From: "Ævar Arnfjörð Bjarmason" <avarab@gmail.com>
To: Theodore Ts'o <tytso@mit.edu>
Cc: Linus Torvalds <torvalds@linux-foundation.org>,
Junio C Hamano <gitster@pobox.com>,
Christoph Hellwig <hch@lst.de>,
Git Mailing List <git@vger.kernel.org>,
linux-fsdevel <linux-fsdevel@vger.kernel.org>,
Jacob Vosmaer <jacob@gitlab.com>
Subject: Re: [PATCH] enable core.fsyncObjectFiles by default
Date: Thu, 17 Sep 2020 13:06:50 +0200 [thread overview]
Message-ID: <87sgbghdbp.fsf@evledraar.gmail.com> (raw)
In-Reply-To: <20180117235220.GD6948@thunk.org>
On Thu, Jan 18 2018, Theodore Ts'o wrote:
> On Wed, Jan 17, 2018 at 02:07:22PM -0800, Linus Torvalds wrote:
>>
>> Now re-do the test while another process writes to a totally unrelated
>> a huge file (say, do a ISO file copy or something).
>>
>> That was the thing that several filesystems get completely and
>> horribly wrong. Generally _particularly_ the logging filesystems that
>> don't even need the fsync, because they use a single log for
>> everything (so fsync serializes all the writes, not just the writes to
>> the one file it's fsync'ing).
>
> Well, let's be fair; this is something *ext3* got wrong, and it was
> the default file system back them. All of the modern file systems now
> do delayed allocation, which means that an fsync of one file doesn't
> actually imply an fsync of another file. Hence...
>
>> The original git design was very much to write each object file
>> without any syncing, because they don't matter since a new object file
>> - by definition - isn't really reachable. Then sync before writing the
>> index file or a new ref.

(Source listing)
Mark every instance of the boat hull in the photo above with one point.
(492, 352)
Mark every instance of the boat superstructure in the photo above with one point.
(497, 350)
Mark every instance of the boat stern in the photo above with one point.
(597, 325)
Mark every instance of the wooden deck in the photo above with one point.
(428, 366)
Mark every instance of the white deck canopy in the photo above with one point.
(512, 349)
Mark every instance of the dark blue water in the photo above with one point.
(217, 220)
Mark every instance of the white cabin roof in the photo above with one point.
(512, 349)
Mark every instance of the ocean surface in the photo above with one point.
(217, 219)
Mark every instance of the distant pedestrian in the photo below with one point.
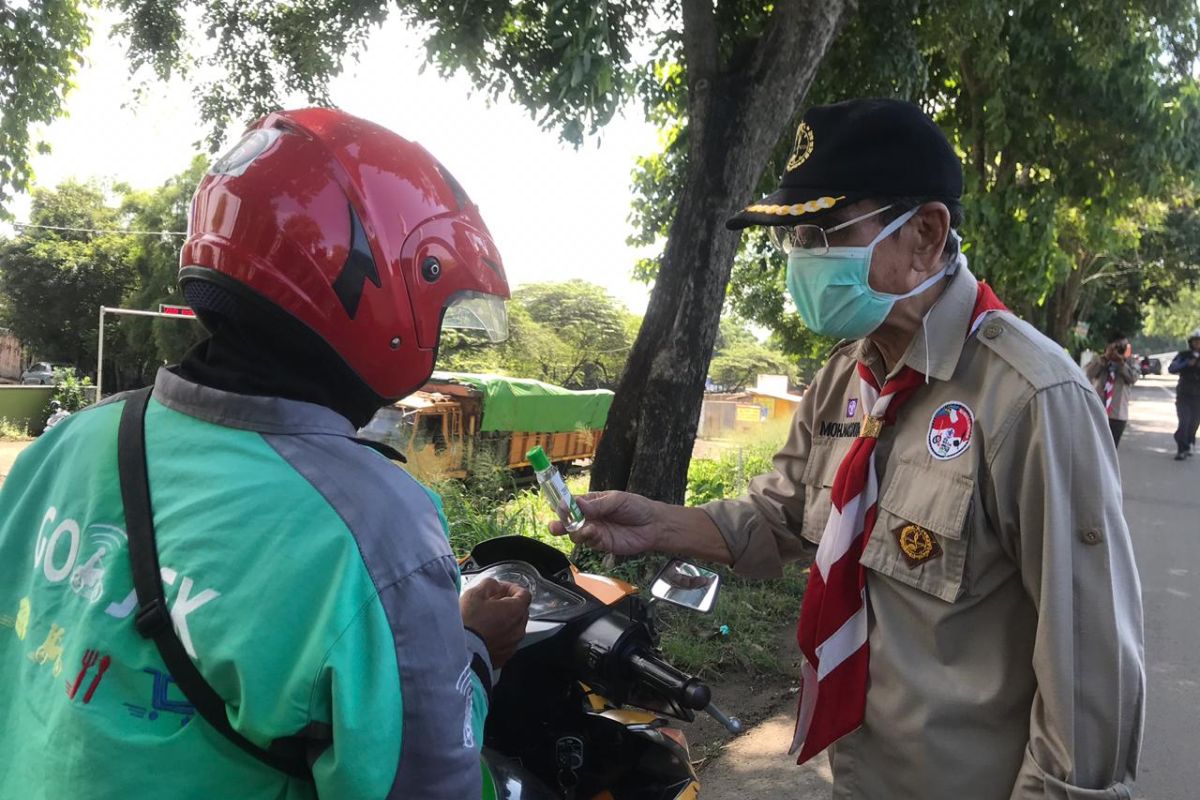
(1187, 396)
(1113, 374)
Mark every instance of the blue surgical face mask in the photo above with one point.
(832, 292)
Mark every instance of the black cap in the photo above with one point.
(855, 150)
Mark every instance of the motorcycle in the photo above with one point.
(583, 710)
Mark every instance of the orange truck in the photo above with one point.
(459, 421)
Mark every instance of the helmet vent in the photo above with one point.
(359, 269)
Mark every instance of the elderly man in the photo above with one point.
(972, 624)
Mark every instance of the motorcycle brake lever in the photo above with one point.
(732, 725)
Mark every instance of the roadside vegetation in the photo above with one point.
(741, 636)
(13, 431)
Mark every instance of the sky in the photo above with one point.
(556, 212)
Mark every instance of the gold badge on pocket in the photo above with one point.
(917, 545)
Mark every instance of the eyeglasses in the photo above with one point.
(811, 239)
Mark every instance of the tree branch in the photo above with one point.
(796, 26)
(699, 41)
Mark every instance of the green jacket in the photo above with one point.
(309, 577)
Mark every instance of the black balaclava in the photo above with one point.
(261, 350)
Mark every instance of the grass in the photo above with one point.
(754, 612)
(12, 431)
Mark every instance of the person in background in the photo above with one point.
(1187, 396)
(1114, 373)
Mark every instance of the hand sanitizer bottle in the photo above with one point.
(555, 489)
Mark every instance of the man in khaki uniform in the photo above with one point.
(1113, 376)
(1003, 615)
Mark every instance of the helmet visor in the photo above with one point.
(484, 313)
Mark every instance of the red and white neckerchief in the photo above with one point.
(832, 631)
(1110, 384)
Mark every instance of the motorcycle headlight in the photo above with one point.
(547, 597)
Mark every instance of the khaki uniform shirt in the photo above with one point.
(1127, 376)
(1007, 662)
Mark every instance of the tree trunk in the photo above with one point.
(736, 118)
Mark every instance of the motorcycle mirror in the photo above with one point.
(682, 583)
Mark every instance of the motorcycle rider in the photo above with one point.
(310, 579)
(1187, 396)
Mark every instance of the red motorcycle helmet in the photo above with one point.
(355, 232)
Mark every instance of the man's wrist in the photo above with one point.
(690, 533)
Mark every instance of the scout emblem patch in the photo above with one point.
(917, 545)
(949, 431)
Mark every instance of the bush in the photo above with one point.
(729, 475)
(70, 390)
(491, 503)
(13, 431)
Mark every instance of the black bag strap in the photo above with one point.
(153, 619)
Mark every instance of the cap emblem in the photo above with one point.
(803, 146)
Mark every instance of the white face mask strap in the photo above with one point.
(924, 332)
(893, 226)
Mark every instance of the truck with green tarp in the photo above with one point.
(460, 420)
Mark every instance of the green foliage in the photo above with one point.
(492, 504)
(1168, 324)
(145, 343)
(1074, 121)
(570, 334)
(70, 390)
(55, 281)
(729, 475)
(568, 61)
(754, 611)
(12, 431)
(41, 46)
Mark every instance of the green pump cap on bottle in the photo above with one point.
(538, 458)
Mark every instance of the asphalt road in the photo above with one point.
(1162, 501)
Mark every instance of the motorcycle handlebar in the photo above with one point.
(689, 692)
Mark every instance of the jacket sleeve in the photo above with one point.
(406, 705)
(762, 528)
(1056, 494)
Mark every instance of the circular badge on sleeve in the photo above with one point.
(949, 431)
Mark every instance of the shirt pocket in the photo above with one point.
(919, 536)
(825, 457)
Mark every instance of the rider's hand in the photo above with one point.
(617, 522)
(498, 613)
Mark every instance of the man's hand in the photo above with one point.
(498, 613)
(617, 522)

Exercise task A. Can you extract the full mailing list message, reproducing it verbatim?
Exercise task B. Which lines of the listing contain the word "motorcycle"? Pick out each one and copy it in full.
The mailing list message and the listing have nothing to do with each other.

Complete response A.
From: "Ævar Arnfjörð Bjarmason" <avarab@gmail.com>
To: Theodore Ts'o <tytso@mit.edu>
Cc: Linus Torvalds <torvalds@linux-foundation.org>,
Junio C Hamano <gitster@pobox.com>,
Christoph Hellwig <hch@lst.de>,
Git Mailing List <git@vger.kernel.org>,
linux-fsdevel <linux-fsdevel@vger.kernel.org>,
Jacob Vosmaer <jacob@gitlab.com>
Subject: Re: [PATCH] enable core.fsyncObjectFiles by default
Date: Thu, 17 Sep 2020 13:06:50 +0200 [thread overview]
Message-ID: <87sgbghdbp.fsf@evledraar.gmail.com> (raw)
In-Reply-To: <20180117235220.GD6948@thunk.org>
On Thu, Jan 18 2018, Theodore Ts'o wrote:
> On Wed, Jan 17, 2018 at 02:07:22PM -0800, Linus Torvalds wrote:
>>
>> Now re-do the test while another process writes to a totally unrelated
>> a huge file (say, do a ISO file copy or something).
>>
>> That was the thing that several filesystems get completely and
>> horribly wrong. Generally _particularly_ the logging filesystems that
>> don't even need the fsync, because they use a single log for
>> everything (so fsync serializes all the writes, not just the writes to
>> the one file it's fsync'ing).
>
> Well, let's be fair; this is something *ext3* got wrong, and it was
> the default file system back them. All of the modern file systems now
> do delayed allocation, which means that an fsync of one file doesn't
> actually imply an fsync of another file. Hence...
>
>> The original git design was very much to write each object file
>> without any syncing, because they don't matter since a new object file
>> - by definition - isn't really reachable. Then sync before writing the
>> index file or a new ref.

Complete response B.
Mark every instance of the motorcycle in the photo above with one point.
Mark every instance of the motorcycle brake lever in the photo above with one point.
Mark every instance of the motorcycle headlight in the photo above with one point.
Mark every instance of the motorcycle mirror in the photo above with one point.
Mark every instance of the motorcycle rider in the photo above with one point.
Mark every instance of the red motorcycle helmet in the photo above with one point.
Mark every instance of the motorcycle handlebar in the photo above with one point.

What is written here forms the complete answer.